EXTRACTED TEXT:
The best way to understand the tool is to understand why the team needed to develop a fine-tuned, bespoke model, rather than fall back on the capabilities of a tool like ChatGPT.

As we explored in the previous case study, one of the reasons is related to the information they wanted the tool to retrieve. With a bespoke model, you can limit the databases that the tool searches to only those sources which are relevant to your use case. In this instance, the USAID programme reports and resources that referred to tech use cases.  

The other reason is that foundational models like ChatGPT aren’t as adept at processing the domain-specific nuances of language in specific sectors as they are dealing with more generic requests.

Consider this example:

Take the word ‘resilience’. In the humanitarian sector, there is plenty of debate between researchers and experts on how we should understand resilience in the humanitarian context. What it means for a community to be resilient to natural hazards and political-economic disasters requires experience working in these contexts and seeing firsthand what resilience means for people.

By building a domain-specific LLM which is trained by experts in specific fields, the team could create a model which was better able to process and provide contextually appropriate information-rich responses to requests. Being able to do a sophisticated search on a database of information and use that information for use cases like generating briefs for Congress, requires this nuance to avoid the boilerplate responses that foundational models currently offer.

Image-grounded pointing data:
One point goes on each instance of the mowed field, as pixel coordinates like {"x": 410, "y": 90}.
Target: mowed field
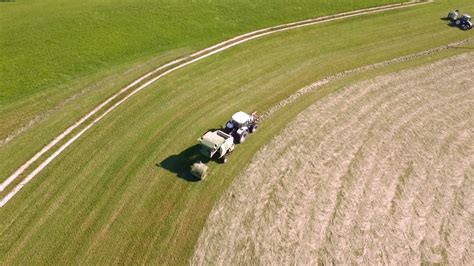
{"x": 117, "y": 194}
{"x": 381, "y": 172}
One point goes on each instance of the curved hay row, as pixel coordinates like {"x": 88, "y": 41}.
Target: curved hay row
{"x": 379, "y": 172}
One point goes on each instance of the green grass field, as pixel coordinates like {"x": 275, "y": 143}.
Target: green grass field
{"x": 107, "y": 200}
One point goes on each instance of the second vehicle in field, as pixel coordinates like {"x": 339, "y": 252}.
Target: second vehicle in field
{"x": 461, "y": 21}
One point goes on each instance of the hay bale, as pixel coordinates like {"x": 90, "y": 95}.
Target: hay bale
{"x": 199, "y": 170}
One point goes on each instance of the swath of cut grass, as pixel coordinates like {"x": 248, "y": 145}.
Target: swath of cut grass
{"x": 107, "y": 200}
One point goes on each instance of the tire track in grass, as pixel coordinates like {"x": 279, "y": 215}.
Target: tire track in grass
{"x": 120, "y": 97}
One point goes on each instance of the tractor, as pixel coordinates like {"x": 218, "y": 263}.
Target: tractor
{"x": 464, "y": 22}
{"x": 453, "y": 15}
{"x": 241, "y": 124}
{"x": 216, "y": 145}
{"x": 219, "y": 144}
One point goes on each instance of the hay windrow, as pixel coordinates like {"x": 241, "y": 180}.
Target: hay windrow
{"x": 380, "y": 172}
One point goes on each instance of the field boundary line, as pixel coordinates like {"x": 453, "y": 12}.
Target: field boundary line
{"x": 165, "y": 70}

EXERCISE TASKS:
**1.** In the passage about the bespoke model, which word is given as an example of domain-specific language?
**2.** Reproduce the passage about the bespoke model from "The best way" to "more generic requests.".
**3.** Decide whether each statement agrees with the passage about the bespoke model: (a) Foundational models like ChatGPT deal with generic requests better than with the domain-specific nuances of language in specific sectors. (b) Researchers and experts in the humanitarian sector agree on how resilience should be understood. (c) The domain-specific LLM the team built is trained by experts in specific fields.

RESULTS:
**1.** The word 'resilience'.

**2.**
The best way to understand the tool is to understand why the team needed to develop a fine-tuned, bespoke model, rather than fall back on the capabilities of a tool like ChatGPT.

As we explored in the previous case study, one of the reasons is related to the information they wanted the tool to retrieve. With a bespoke model, you can limit the databases that the tool searches to only those sources which are relevant to your use case. In this instance, the USAID programme reports and resources that referred to tech use cases.  

The other reason is that foundational models like ChatGPT aren’t as adept at processing the domain-specific nuances of language in specific sectors as they are dealing with more generic requests.

**3.**
(a) Yes: "foundational models like ChatGPT aren’t as adept at processing the domain-specific nuances of language in specific sectors as they are dealing with more generic requests"
(b) No: "there is plenty of debate between researchers and experts on how we should understand resilience in the humanitarian context"
(c) Yes: "By building a domain-specific LLM which is trained by experts in specific fields"